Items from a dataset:
━━━━━━━━━━━━━━━━━━━━

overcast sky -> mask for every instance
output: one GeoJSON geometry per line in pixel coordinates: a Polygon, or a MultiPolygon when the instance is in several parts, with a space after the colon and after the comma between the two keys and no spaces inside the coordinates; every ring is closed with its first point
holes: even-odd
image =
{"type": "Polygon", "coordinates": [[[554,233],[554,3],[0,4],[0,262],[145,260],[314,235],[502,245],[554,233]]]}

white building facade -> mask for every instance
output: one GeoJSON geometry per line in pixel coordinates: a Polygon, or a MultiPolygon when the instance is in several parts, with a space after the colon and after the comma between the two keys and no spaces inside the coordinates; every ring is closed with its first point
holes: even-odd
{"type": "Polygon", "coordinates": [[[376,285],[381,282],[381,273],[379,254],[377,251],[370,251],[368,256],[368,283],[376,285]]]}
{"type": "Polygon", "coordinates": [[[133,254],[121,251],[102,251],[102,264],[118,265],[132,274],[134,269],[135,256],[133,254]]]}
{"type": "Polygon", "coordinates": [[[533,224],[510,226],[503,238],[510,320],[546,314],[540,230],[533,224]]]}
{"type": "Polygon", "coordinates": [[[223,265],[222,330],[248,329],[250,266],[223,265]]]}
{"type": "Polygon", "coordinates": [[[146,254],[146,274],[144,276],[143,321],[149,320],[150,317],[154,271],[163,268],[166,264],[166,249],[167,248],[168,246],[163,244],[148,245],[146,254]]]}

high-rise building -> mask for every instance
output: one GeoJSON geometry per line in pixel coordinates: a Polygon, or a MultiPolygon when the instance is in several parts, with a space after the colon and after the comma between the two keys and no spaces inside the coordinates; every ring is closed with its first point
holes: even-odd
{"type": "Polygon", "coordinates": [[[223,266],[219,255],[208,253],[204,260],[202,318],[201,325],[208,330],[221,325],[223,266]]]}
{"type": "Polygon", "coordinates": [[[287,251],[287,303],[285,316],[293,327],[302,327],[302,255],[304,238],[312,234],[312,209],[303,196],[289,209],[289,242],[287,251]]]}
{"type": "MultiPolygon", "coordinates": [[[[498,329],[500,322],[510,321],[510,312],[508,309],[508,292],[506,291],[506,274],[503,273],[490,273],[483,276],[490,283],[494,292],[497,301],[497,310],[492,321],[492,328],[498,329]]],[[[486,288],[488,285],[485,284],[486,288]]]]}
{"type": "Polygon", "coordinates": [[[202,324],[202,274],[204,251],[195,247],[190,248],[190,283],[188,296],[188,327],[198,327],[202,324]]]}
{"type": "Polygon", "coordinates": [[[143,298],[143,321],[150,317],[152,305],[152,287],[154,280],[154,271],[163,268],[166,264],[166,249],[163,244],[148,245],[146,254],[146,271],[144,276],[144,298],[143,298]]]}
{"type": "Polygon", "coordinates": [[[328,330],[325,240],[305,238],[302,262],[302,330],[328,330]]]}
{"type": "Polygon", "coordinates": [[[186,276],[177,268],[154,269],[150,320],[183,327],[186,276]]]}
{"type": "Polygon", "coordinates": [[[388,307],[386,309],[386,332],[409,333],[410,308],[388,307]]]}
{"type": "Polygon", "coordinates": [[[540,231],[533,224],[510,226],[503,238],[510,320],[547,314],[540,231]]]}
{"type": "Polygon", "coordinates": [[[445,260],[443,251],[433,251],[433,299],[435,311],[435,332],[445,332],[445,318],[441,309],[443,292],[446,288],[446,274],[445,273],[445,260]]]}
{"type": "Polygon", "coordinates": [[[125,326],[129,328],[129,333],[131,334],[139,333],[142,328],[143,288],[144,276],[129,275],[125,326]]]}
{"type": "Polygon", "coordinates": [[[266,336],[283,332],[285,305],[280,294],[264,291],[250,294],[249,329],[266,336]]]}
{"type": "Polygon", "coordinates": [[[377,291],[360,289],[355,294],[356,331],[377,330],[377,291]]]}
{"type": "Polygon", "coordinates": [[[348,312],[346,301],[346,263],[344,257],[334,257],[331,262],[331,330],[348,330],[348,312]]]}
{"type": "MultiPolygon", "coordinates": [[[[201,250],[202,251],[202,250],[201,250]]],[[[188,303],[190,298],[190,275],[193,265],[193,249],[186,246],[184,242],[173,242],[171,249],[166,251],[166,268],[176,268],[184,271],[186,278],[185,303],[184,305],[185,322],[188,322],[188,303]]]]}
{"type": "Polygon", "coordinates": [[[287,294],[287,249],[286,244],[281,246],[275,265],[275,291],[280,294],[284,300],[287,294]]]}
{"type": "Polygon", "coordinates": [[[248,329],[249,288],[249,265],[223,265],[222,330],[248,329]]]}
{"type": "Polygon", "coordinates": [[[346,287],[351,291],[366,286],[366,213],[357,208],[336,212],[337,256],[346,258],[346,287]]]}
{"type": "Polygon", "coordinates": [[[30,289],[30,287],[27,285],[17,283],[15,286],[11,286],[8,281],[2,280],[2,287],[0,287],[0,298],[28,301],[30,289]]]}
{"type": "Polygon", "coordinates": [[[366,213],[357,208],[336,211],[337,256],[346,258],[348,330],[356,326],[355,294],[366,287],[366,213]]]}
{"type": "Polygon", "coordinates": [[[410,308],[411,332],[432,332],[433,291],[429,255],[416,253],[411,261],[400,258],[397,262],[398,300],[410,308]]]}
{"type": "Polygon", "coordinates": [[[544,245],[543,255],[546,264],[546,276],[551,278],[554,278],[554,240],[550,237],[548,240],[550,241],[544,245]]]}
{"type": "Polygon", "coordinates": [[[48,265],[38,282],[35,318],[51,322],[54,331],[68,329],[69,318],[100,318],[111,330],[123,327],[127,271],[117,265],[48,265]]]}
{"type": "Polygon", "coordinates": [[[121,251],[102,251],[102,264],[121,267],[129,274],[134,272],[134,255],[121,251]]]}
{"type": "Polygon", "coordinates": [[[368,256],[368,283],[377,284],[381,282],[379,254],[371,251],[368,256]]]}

━━━━━━━━━━━━━━━━━━━━

SHORT PROBLEM:
Copy out every line of the data above that contains the string "building".

RESULT OF THIS EXERCISE:
white building facade -> mask for every instance
high-rise building -> mask for every instance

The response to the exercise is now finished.